▸ ТЕКСТ ДОКУМЕНТА:
┌────────

Расчлененный и превратившийся в медведя Гунь стал духом Пропасти пера, но до этого он получил от Юя Великого поручение обуздать паводки. Его погубило неуместное честолюбие. Он возжелал, чтобы государь уступил ему власть. Он уверял, что обладает Добродетелью Земли, дающей право на звание министра, а позднее и на ранг государя, если в дальнейшем удастся заполучить Добродетель Неба. Ему ничего не дало ни заявление о своих титулах в ходе спора, ни безумный танец под открытым небом, когда он напоминал одетого в медвежью шкуру заклинателя. Он потерпел поражение, увидев, что не имеет права ни называться министром, ни наследовать. Действительно, Гунь, бывший отцом государя, был также, подобно Даньчжу, старшим сыном государя. Он принадлежал к отстраненному от власти поколению. Им следовало пожертвовать. Его сыну Юю Великому досталось право быть министром и унаследовать Шуню. Китайские легенды, следовательно, сохраняют воспоминание о временах, когда власть переходила от деда к его внуку, перескакивая в агнатическом ряду через одно поколение. Это важное сведение.

Для этой системы характерно переходное право, отмечающее момент, когда принцип наследования по женской линии отступает перед противоположным принципом. В обществе, где родство – классификаторского типа и где браки, соединяющие пару экзогамных семей, неизбежно совершаются между кросс-кузенами, или двоюродными братьями и сестрами, рожденными от братьев и сестер, а именно таковой была китайская общественная организация, агнатический дед, то есть дед по отцовской линии, и его внук носят одно и то же имя даже во времена, когда оно передается по материнской линии. Действительно, агнатический дед в то же время является двоюродным дедом по матери: внук наследует ему как его единоутробный внучатый племянник. Но если дед и внук по мужской линии принадлежит к одной группе, то отец и сын – к противоположным. Иными словами, китайские традиции демонстрируют разительное противостояние между отцом и сыном. Они одержимы противоположными духами. Когда один из них святой, достойный править империей, другой – чудовище, заслуживающее изгнания. Но если сын изгнан, то в ожидании времени, когда внук, в котором возродятся все добродетели деда, примет наследство, кто же будет его оберегать и охранять? При матриархальной системе передача происходит от дяди матери к единоутробному племяннику. Однако, поскольку брак совершается между кузенами, рожденными братьями и сестрами, отец жены не может не быть братом матери, и у каждого мужчины зятем – сын его сестры. [Действительно, одно и то же слово, «цзю», обозначает дядю по матери и тестя.] Таким образом, при материнском праве наследником каждого мужчины является сын сестры, однако, когда наследство переходит от дяди по матери единоутробному племяннику, все происходит так, словно наследство идет от тестя к его зятю. Следовательно, пока родство устанавливается по материнской линии, сын, относящийся к противоположной отцовской группе, лишен возможности быть продолжателем отца, и эта роль достается зятю, потому что он племянник, сын сестры.

└────────

▸ ПРЕДОСТАВЛЕННЫЕ ДАННЫЕ:

┌────────

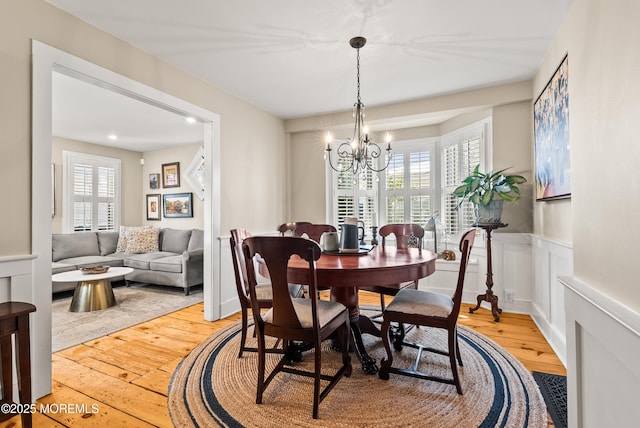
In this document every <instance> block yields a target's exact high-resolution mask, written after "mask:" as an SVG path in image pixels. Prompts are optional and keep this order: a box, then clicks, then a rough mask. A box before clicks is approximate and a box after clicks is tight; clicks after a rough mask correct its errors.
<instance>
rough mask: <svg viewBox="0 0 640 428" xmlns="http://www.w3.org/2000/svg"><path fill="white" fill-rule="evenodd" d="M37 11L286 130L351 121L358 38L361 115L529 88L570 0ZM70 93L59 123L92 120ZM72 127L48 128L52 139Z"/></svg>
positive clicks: (79, 92)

└────────

▸ РАБОЧЕЕ ЗАДАНИЕ 1:
Перечислите всех персонажей, которые названы по имени в тексте о наследовании власти в китайских легендах.
▸ РАБОЧЕЕ ЗАДАНИЕ 2:
Продолжите текст о наследовании власти в китайских легендах, начав сразу после его последнего предложения.
Строки никак не связаны с текстом о наследовании власти в китайских легендах.

▸ ОТВЕТ 1:
Гунь, Юй Великий, Даньчжу, Шунь

▸ ОТВЕТ 2:
При системе, основывавшейся на патриархальном принципе наследования, но где браки все еще заключаются между двоюродными братьями и сестрами, рожденными братьями и сестрами, зять – это также единоутробный племянник, но принадлежит к другой группе, чем его тесть, продолжателем которого он оставался, отстраняя сына, при другой системе. До тех пор, пока сын в силу сохраняющихся в качестве пережитка и унаследованных от матриархальной системы чувств все еще выглядит наделенным духом, который противоположен духу его отца, до тех пор, пока в нем не решаются видеть возможного продолжателя и настаивают на его устранении, наследство будет получать на сохранение зять, прежде получавший его в полную собственность, ибо племянник по материнской линии того, о чьем наследстве идет речь, он же зять, остается дядей по матери того, кто в конечном счете это наследство должен получить, его агнатического внука. Следовательно, когда сын изгоняется, наследует зять. И действительно, в единственном рассказанном нам во всех подробностях деле о наследстве древних времен старший сын Даньчжу был изгнан, а трон вместо него унаследовал Шунь, бывший зятем Яо.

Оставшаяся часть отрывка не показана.